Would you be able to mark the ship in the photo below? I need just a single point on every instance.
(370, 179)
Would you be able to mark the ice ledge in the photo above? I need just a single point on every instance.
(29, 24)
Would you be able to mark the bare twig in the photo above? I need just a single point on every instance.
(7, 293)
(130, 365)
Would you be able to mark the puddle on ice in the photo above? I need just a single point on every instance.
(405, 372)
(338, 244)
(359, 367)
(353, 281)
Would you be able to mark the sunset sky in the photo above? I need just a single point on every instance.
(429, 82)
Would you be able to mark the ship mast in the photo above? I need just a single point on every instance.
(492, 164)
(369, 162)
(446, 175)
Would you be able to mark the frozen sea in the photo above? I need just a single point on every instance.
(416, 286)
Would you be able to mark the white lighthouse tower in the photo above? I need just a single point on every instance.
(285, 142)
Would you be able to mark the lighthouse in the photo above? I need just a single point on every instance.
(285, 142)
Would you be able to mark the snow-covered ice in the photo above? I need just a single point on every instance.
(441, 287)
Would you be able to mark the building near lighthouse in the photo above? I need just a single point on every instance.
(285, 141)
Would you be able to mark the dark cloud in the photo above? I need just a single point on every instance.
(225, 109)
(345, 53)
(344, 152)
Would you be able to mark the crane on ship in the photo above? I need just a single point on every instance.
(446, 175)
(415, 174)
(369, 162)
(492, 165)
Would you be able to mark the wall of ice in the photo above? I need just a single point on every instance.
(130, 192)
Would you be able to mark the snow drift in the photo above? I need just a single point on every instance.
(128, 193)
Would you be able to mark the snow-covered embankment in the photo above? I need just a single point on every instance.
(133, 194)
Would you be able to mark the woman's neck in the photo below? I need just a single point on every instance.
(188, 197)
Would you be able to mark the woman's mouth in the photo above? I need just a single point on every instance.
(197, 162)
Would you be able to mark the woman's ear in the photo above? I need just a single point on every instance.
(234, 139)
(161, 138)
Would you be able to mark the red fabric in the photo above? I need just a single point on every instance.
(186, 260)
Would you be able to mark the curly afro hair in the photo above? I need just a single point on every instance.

• Your task
From the listing above, extract all records word for word.

• Exercise answer
Would you be able to mark the ship in the photo below? I need just a single point on every instance.
(370, 179)
Would you be able to mark the ice ledge in the photo above? I need just a single point on every instance.
(29, 24)
Would you be able to mark the bare twig in the photo above? I need just a single point on every instance.
(7, 293)
(130, 365)
Would you be able to mark the puddle on ice in the photo above? I need just a single point on every instance.
(405, 372)
(338, 244)
(359, 367)
(353, 281)
Would you be able to mark the sunset sky in the photo above? I need just a single point on every instance.
(429, 82)
Would you be able to mark the ship mast in the photo above? I need just a single point on every instance.
(492, 164)
(369, 162)
(446, 175)
Would you be able to mark the frozen sea in the photo above? I need just a single point on every instance.
(416, 286)
Would you be able to mark the white lighthouse tower in the photo above? I need just a single point on every instance.
(285, 142)
Would you be able to mark the lighthouse in the photo above? I need just a single point on every instance.
(285, 142)
Would you be able to mark the snow-covered ice in the photo above? I need just a single point on every instance.
(441, 287)
Would you be able to mark the building near lighthouse in the photo above? I need just a single point on every instance.
(285, 141)
Would you be able to mark the dark cloud in the photo above? I need just a single point on every instance.
(225, 109)
(345, 53)
(344, 152)
Would you be able to mark the crane on ship in the photo above? I need just a single point on every instance.
(446, 175)
(415, 174)
(369, 162)
(492, 165)
Would you be able to mark the wall of ice in the photo above? I need just a single point on every instance.
(130, 192)
Would you be able to mark the snow drift in the photo above? I need just a single point on every instance.
(128, 193)
Would you be able to mark the snow-covered embankment in the photo above? I need just a single point on every instance.
(133, 194)
Would you be able to mark the woman's neck in the photo below? I need just a single point on every instance.
(188, 197)
Would you be able to mark the woman's mouth in the photo above? I need just a single point on every instance.
(197, 162)
Would you be able to mark the woman's ear in the photo above? I need just a single point on every instance.
(234, 139)
(161, 138)
Would you be able to mark the red fabric in the photo above? I need just a single point on every instance.
(186, 260)
Would you be able to mark the curly afro hair in the photo above? I need just a single point on every instance.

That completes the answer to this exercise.